[Study text]

We are entering into Operation Get This Damn House Finished. In December it will have been four years since we moved into this house. Simply stated: four years of renovation hell. Over the course of the past six years, we have worked on a few different transactions with the same realtor. When we bought this house, she said, “I love working with you guys because you have vision.” I think that is Real-Estate-ese for “You are the only ones stupid enough to consider a house this ugly.”
If you have ever been to our house, I know you have heard Craig say, “You TOLD me that we were only going to work on one room PER YEAR.” I say this with confidence because it is the soundtrack to my life. He has recorded it and has it on continual playback, echoing in my sleep. Believe me. You know, I admit that I vaguely recall some discussion of the sort. Leave it to Craig to remember the details. I am a big picture person; the details get me in trouble all.of.the.time.

[/Study text]

* Study questions *
[1] Answer these questions from the renovation post:
(a) How long will it have been since the writer moved into the house by December?
(b) According to the realtor, what do the writer and Craig have?
(c) What does Craig say he was told about how many rooms they would work on?
[2] List every passage in the renovation post that appears inside quotation marks.
[3] Carry the renovation post forward past its final sentence, keeping the same voice.
The rows that follow have no connection to the renovation post.

[Dataset excerpts]

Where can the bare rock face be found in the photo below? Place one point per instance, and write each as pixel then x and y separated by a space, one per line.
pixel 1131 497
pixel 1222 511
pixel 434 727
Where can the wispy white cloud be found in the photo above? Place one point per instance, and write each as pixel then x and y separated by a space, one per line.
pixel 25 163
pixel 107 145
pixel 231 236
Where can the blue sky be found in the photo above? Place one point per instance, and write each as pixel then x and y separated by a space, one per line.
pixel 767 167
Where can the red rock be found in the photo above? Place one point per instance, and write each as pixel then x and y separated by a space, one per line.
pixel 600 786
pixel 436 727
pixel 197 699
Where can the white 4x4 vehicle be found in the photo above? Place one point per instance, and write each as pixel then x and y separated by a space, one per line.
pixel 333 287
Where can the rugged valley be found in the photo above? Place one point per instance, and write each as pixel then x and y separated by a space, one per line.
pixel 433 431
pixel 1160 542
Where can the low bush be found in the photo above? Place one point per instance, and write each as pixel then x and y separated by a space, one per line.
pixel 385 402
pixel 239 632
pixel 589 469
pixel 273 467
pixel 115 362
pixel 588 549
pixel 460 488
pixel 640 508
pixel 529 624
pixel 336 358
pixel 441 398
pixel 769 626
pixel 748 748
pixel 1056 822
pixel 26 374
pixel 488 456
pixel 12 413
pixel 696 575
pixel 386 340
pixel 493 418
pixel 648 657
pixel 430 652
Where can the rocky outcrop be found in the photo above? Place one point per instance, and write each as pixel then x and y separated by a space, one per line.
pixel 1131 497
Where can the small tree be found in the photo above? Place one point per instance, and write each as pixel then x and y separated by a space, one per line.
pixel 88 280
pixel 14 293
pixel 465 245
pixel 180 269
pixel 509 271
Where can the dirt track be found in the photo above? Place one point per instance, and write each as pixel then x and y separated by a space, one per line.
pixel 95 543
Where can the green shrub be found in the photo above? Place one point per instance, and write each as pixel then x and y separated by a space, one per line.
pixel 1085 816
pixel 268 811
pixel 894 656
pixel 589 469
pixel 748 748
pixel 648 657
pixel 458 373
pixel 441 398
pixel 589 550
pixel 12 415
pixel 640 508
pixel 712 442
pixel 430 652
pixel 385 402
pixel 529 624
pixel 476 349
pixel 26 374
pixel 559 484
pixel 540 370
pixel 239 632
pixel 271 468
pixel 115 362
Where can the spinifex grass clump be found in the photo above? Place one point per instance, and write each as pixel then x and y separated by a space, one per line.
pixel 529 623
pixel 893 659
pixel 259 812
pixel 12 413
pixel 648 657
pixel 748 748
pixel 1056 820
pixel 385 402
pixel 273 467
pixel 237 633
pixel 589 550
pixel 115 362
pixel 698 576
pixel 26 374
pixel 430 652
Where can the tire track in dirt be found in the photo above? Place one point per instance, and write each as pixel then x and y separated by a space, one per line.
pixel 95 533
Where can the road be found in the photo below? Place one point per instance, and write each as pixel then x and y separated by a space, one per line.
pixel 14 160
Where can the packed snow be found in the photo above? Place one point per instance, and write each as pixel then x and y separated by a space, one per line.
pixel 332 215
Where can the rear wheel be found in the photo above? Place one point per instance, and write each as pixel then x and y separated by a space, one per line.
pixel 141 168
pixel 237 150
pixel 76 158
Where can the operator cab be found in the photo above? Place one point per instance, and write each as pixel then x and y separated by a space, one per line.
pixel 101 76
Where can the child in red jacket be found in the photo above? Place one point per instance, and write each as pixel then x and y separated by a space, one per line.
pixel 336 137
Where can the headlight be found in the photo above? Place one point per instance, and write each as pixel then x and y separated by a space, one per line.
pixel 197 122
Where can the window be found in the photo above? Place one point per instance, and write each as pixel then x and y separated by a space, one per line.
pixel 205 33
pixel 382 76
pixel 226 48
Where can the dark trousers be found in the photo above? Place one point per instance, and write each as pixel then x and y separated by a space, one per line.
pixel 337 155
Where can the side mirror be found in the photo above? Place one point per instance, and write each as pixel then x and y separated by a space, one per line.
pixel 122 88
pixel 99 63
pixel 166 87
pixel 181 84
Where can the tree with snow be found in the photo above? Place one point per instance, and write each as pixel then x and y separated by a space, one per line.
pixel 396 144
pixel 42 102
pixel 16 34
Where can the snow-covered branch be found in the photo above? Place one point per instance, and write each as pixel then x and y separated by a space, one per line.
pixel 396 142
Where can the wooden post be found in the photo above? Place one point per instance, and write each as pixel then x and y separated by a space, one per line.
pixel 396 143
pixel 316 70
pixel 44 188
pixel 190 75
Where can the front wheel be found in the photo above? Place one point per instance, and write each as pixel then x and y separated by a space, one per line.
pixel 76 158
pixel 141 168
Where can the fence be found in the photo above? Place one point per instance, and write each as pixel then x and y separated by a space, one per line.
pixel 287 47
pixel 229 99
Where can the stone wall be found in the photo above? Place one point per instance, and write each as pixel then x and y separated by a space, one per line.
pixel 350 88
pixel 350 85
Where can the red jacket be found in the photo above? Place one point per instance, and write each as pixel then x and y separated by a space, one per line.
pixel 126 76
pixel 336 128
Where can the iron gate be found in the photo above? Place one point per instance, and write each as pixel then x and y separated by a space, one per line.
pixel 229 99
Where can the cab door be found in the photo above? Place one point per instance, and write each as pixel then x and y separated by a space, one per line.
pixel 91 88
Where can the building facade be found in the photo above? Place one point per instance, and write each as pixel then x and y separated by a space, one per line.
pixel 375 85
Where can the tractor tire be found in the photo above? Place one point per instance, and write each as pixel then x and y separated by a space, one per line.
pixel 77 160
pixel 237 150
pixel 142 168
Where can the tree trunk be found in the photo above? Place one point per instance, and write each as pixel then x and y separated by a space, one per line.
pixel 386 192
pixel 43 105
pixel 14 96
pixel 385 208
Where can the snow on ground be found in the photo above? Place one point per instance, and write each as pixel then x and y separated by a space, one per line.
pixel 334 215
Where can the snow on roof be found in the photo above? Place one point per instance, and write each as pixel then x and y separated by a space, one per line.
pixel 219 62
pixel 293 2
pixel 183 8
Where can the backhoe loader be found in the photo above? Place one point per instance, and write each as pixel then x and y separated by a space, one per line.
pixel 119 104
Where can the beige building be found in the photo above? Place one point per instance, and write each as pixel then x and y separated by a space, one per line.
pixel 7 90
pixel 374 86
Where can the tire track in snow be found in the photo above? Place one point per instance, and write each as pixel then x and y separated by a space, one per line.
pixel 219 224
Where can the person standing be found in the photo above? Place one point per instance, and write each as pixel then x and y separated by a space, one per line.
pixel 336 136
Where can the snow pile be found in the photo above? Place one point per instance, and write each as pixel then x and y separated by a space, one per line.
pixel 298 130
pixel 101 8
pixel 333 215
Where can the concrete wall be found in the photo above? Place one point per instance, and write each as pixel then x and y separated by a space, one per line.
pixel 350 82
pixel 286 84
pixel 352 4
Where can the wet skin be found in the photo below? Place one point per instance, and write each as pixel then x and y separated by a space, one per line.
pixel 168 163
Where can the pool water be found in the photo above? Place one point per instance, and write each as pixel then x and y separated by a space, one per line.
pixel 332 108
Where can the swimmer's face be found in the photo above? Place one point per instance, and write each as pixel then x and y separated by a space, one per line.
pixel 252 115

[/Dataset excerpts]

* Results for the exercise *
[1]
(a) Four years.
(b) Vision.
(c) Only one room per year.

[2]
"I love working with you guys because you have vision."
"You are the only ones stupid enough to consider a house this ugly."
"You TOLD me that we were only going to work on one room PER YEAR."

[3]
In my defense, I believe that I was born missing the patience gene. I am slightly too “Type A” to believe that patience is a virtue. Also, I could not have predicted that Psycho Cat would decide that the carpet in the corner of the living room was her new litter box. I mean, we needed to start renovating that room after we tore all of the carpet out, right? I also could not have predicted that the glass-top to our stove would break. I also could not have predicted that the stove I fell in love was not really the same size as the old one, I just call that good taste. I mean, we needed to renovate the kitchen after that happened, right?
The house is about 70% complete and if I have to look at one more unfinished project in that house, I might be tempted pull out my hair and then start all over. If that happens, Craig will be joining the witness protection program. Since I’d like to keep him around, we are going to work on getting the remaining 30% done instead. If you tell Craig that other husband’s do not do this much work around their house, you are as good as dead to me. For the record, he still does not know that many other husbands’ don’t cook, clean, or go grocery shopping. Those will be our little secrets, okay?
I am excited to share renovation pictures with you along the way. I am going to find my old hard drive and get some before pictures. You truly cannot appreciate the “after” until you have seen the “before”. I will title the photo album: Proof that I Have the World’s Best and Most Patient Husband.